------ EXERCISE DATA
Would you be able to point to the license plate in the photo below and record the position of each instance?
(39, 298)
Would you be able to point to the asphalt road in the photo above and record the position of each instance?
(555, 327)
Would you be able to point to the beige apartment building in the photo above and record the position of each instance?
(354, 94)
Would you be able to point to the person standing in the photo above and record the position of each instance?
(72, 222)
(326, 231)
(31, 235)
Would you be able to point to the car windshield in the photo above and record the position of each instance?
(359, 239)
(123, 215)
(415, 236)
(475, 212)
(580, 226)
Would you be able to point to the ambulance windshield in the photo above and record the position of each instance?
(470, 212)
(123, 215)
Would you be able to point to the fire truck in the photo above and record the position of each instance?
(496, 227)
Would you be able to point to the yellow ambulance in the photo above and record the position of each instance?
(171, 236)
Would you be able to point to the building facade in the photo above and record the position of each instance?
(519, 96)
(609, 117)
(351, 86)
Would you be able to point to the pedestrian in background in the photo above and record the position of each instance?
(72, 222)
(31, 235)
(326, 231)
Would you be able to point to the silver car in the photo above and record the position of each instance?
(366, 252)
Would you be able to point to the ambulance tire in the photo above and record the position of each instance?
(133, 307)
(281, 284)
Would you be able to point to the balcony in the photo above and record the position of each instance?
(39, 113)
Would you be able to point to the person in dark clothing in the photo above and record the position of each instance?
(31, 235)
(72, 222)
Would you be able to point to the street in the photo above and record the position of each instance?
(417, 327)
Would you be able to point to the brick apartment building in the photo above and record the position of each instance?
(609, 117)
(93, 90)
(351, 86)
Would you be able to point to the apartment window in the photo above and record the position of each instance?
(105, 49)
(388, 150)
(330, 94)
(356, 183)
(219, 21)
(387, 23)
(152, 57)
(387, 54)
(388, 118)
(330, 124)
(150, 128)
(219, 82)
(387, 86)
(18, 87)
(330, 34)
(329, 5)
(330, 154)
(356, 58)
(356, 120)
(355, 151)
------------
GOAL OF THE EXERCISE:
Lay out all of the items above as a numbered list, omitting any blank lines.

RESULT FOR THIS EXERCISE:
1. Would you be able to point to the license plate in the photo below and record the position of each instance?
2. (39, 298)
3. Would you be able to point to the asphalt road in the photo above and record the position of each instance?
4. (555, 327)
5. Would you be able to point to the beige apartment building in the photo above and record the position of each instance?
6. (354, 94)
7. Would you be able to point to the person standing in the photo above and record the position of each instance?
8. (72, 222)
9. (326, 231)
10. (31, 235)
11. Would you be able to point to the car windshield in the photo above and record the position of each instance?
12. (359, 239)
13. (123, 215)
14. (415, 236)
15. (475, 212)
16. (580, 226)
17. Would you be able to point to the ambulance windshield in the photo above and record the position of each instance?
18. (470, 212)
19. (123, 215)
20. Would you be able to point to the fire truck in the photo above and record the position of each instance?
21. (496, 227)
22. Would you be able to point to the yellow ambulance in the photo above and record the position of each instance?
23. (171, 236)
24. Would you be able to point to the building facade in the photo above and record the position of each instance?
25. (519, 96)
26. (609, 117)
27. (351, 86)
28. Would you be able to point to the pedestrian in background in the photo above and record the position of each instance?
29. (72, 222)
30. (31, 235)
31. (326, 231)
32. Would you be able to point to the silver car in the photo above and record the position of each instance?
33. (366, 252)
34. Would you be able to point to the ambulance tire in the photo above and record the position of each instance?
35. (133, 307)
36. (281, 284)
37. Would you be able to point to the balcony in the photo above and record the position of each instance?
38. (39, 113)
39. Would you be able to point to the person in dark clothing in the photo above and record the position of each instance?
40. (31, 235)
41. (72, 222)
42. Would you be able to point to the street in the photo above and record the position of each instance?
43. (417, 327)
44. Would you be able to point to the brick apartment building in the photo above and record the position of each instance?
45. (609, 117)
46. (93, 90)
47. (351, 86)
48. Would you be able to point to the apartment window in the photo above and record the position of each instance?
49. (105, 49)
50. (388, 150)
51. (330, 94)
52. (356, 183)
53. (219, 21)
54. (387, 23)
55. (152, 57)
56. (387, 54)
57. (388, 118)
58. (330, 124)
59. (150, 128)
60. (219, 82)
61. (387, 86)
62. (18, 87)
63. (330, 34)
64. (329, 5)
65. (330, 154)
66. (356, 58)
67. (356, 120)
68. (355, 151)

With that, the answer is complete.